Data provided.
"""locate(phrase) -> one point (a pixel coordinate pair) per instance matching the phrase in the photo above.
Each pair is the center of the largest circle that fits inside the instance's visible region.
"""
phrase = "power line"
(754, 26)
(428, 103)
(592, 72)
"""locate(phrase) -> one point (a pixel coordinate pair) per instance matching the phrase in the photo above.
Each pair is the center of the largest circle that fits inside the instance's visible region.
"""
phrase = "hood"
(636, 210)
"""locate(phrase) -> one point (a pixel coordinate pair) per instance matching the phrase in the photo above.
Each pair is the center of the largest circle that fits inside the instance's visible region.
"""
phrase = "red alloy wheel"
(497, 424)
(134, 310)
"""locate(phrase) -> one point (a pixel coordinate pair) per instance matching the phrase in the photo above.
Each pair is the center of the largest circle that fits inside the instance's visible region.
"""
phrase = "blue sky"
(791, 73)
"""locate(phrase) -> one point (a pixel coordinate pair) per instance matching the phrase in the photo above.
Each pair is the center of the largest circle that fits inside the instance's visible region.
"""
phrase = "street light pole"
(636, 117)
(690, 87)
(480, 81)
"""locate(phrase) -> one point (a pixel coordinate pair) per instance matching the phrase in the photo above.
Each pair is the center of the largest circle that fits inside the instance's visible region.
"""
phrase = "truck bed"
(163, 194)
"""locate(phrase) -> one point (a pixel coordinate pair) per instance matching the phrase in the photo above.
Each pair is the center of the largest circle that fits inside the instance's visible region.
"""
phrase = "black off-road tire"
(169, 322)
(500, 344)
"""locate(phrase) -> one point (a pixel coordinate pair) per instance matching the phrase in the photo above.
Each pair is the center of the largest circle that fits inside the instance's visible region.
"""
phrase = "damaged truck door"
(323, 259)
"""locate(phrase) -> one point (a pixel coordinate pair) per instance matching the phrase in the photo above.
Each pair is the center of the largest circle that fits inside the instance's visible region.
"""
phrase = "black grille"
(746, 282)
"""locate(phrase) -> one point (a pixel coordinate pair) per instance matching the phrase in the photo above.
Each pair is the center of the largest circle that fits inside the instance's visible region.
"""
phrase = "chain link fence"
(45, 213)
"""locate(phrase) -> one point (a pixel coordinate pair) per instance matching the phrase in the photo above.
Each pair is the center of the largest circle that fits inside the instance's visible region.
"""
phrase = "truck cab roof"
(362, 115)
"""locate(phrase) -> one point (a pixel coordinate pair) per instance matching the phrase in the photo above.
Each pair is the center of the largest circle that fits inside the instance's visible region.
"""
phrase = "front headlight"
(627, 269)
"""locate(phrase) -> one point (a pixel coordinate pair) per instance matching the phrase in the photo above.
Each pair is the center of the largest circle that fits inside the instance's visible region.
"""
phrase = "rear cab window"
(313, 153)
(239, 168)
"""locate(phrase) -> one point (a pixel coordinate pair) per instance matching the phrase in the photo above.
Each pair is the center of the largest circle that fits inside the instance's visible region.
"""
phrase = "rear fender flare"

Your objective. Give the material again in full, exactly as it appears above.

Answer to this problem.
"""locate(phrase) -> one point (a pixel coordinate pair) per instance matching the phrase in the photo above.
Each pair is the center of the largest circle that fits inside the instance's visible region.
"""
phrase = "power line"
(754, 26)
(428, 103)
(592, 72)
"""locate(phrase) -> one point (a pixel coordinate pair) per instance matching the phrase in the photo above.
Each pair is the center of the largest circle that fits inside the instance's visible region.
"""
phrase = "hood"
(636, 210)
"""locate(phrase) -> one point (a pixel coordinate pair) per instance matching the phrase in the photo above.
Each pair is the center of the largest circle that fits inside the instance's visible region.
"""
phrase = "red alloy wheel"
(497, 424)
(134, 310)
"""locate(phrase) -> one point (a pixel coordinate pair) per instance matching the phrase in the photo above.
Each pair is the center of the largest circle that fits inside the instance's visible region.
"""
phrase = "blue sky"
(791, 73)
"""locate(phrase) -> one point (a pixel coordinate pair) per instance matching the phrase in the photo above.
Each pair is the center of the largest circle that fits inside the instance's visible region.
"""
phrase = "street light pole"
(636, 117)
(690, 87)
(480, 81)
"""locate(phrase) -> one point (a pixel coordinate pair) per instance matching the phrase in the photo above.
Each pair is the center of the largest circle that fits inside the instance's visible region.
"""
phrase = "truck bed"
(163, 194)
"""locate(phrase) -> one point (a pixel coordinate pair) per instance matching the phrase in the photo above.
Each pair is the center of the largest circle that fits inside the instance's visible region.
"""
phrase = "black off-road tire"
(169, 322)
(500, 344)
"""locate(phrase) -> one point (a pixel coordinate pair) per instance matching the phrase in the photo above.
Each pair is the center of the largest circle that fits inside the instance's visible region.
"""
phrase = "damaged truck door"
(323, 259)
"""locate(phrase) -> one point (a pixel coordinate pair) per instance matching the phrase in the photo above.
Each pair is the center of the largest circle that fits inside the instance's visible region.
"""
phrase = "black grille"
(746, 282)
"""locate(phrase) -> one point (a pixel coordinate pair) per instance matching the phrase in the photo above.
Each pair is the center of the largest circle that fits inside the instance's visible region.
"""
phrase = "chain link fence"
(45, 213)
"""locate(phrase) -> one point (a pixel coordinate pair) per instance matching the phrase in the photo above.
Each pair is the center of the largest circle that fits inside the instance's visible region.
"""
phrase = "truck cab roof"
(362, 115)
"""locate(phrase) -> one point (a pixel coordinate pair) per instance matching the phrase in the photo above.
Each pair is the center of the largest circle that fits inside the instance's visible region.
"""
phrase = "front headlight"
(627, 269)
"""locate(phrase) -> one point (a pixel coordinate pair) per instance matching the phrase in the photo above.
Each pair is the center of the largest circle that fits inside the instance's visible region.
"""
phrase = "rear cab window"
(313, 153)
(239, 168)
"""locate(phrase) -> one point (a pixel coordinate pair) per instance matching the phrase in the photo above.
Each pair is the center of the largest circle that fits inside the instance's visible region.
"""
phrase = "rear fender flare"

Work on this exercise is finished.